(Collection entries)
------------------------------------------------------------------------
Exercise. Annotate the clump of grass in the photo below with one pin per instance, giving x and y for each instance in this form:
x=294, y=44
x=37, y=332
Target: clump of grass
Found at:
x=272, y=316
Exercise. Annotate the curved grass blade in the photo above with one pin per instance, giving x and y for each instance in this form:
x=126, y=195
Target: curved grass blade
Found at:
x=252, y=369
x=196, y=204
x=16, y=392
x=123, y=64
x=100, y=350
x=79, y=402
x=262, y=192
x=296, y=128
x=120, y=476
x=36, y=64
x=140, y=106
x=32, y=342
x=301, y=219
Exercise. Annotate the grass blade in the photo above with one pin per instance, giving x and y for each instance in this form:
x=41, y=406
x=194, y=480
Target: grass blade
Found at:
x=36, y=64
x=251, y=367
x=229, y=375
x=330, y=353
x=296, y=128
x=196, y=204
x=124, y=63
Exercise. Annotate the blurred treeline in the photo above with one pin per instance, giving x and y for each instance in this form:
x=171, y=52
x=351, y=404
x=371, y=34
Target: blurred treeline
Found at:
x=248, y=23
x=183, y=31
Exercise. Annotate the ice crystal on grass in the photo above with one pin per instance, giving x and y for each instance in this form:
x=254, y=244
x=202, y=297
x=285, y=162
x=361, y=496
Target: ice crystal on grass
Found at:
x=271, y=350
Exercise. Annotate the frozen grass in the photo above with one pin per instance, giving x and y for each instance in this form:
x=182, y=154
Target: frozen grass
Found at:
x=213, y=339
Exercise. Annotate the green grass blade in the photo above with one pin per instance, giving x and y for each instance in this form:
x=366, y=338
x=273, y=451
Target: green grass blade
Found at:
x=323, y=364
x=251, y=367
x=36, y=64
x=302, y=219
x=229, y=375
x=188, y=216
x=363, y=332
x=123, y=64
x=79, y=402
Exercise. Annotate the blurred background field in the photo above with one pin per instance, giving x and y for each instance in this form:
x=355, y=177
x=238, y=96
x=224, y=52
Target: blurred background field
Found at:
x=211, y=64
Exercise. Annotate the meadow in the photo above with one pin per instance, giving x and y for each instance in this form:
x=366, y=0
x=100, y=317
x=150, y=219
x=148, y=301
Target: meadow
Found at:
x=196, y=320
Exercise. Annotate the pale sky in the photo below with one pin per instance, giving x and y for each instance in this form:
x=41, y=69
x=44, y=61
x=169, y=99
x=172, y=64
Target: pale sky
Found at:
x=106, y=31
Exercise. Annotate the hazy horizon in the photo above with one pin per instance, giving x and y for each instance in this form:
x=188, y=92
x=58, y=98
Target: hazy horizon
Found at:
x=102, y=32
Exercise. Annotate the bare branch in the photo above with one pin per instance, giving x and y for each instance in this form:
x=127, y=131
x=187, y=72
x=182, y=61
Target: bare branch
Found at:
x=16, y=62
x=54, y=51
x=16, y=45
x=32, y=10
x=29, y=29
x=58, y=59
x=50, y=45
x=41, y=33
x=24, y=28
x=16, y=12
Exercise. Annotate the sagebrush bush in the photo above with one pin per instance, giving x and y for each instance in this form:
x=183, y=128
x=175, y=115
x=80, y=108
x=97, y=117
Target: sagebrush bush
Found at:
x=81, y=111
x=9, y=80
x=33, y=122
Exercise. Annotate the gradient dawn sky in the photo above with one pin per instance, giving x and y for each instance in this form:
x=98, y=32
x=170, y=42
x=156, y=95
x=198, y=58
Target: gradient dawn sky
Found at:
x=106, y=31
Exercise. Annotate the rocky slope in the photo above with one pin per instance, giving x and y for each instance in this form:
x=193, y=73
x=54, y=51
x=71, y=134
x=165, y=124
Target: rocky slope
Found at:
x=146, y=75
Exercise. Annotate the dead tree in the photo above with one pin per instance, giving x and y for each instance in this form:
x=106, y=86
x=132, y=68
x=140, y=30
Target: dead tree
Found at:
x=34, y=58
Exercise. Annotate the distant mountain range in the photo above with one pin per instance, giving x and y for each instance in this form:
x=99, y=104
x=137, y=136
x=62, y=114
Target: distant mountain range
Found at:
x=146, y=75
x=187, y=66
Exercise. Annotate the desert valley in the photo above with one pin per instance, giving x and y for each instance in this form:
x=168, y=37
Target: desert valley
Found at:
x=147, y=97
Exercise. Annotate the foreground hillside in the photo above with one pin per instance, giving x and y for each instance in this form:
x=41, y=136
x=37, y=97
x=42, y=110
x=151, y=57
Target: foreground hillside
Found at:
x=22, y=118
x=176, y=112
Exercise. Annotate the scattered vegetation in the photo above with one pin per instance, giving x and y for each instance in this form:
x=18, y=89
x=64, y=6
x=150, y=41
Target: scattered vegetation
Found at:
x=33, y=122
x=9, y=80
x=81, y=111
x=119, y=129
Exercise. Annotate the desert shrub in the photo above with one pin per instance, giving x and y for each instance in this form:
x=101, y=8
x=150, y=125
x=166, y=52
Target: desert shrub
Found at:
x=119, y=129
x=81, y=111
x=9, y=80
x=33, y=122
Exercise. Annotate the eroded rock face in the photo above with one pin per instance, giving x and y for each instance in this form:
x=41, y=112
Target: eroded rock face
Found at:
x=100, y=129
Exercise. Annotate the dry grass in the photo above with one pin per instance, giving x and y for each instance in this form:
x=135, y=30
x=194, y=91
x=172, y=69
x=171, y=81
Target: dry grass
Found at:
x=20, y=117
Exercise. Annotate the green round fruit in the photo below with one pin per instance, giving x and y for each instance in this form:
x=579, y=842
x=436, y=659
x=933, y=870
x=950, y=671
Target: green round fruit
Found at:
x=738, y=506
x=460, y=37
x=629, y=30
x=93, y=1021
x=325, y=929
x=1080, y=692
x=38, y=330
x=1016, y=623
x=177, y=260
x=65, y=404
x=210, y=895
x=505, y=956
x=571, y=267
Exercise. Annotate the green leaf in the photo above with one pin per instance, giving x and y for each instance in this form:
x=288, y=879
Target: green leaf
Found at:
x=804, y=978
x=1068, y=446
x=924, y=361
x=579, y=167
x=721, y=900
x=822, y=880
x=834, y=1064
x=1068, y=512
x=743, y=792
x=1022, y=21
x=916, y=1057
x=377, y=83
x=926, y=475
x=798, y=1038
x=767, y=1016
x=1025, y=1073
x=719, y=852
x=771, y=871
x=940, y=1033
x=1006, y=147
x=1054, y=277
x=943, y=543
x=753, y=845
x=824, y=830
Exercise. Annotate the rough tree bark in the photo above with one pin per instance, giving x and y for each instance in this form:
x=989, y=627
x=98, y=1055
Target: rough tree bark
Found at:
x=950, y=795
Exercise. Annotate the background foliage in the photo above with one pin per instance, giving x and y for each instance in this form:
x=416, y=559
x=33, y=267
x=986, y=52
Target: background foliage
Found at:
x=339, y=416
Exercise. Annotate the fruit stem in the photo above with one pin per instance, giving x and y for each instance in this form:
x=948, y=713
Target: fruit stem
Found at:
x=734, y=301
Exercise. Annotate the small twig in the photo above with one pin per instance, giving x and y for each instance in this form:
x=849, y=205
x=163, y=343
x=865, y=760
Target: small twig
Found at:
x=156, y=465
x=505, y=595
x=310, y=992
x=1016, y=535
------------------------------------------------------------------------
◆ **WHAT TO WORK ON**
Nothing but the lines from the one with "Exercise. Annotate the fruit" through the last line should be repeated, each exactly as it stands.

◆ **RESULT FOR THIS EXERCISE**
Exercise. Annotate the fruit stem in the photo above with one pin per instance, giving x and y for each instance in this form:
x=948, y=713
Target: fruit stem
Found at:
x=734, y=301
Exercise. Annotate the small twig in the photo above with one pin per instance, giving x and y for each instance in this form:
x=849, y=205
x=163, y=343
x=865, y=760
Target: small twig
Found at:
x=156, y=465
x=505, y=595
x=310, y=992
x=1016, y=535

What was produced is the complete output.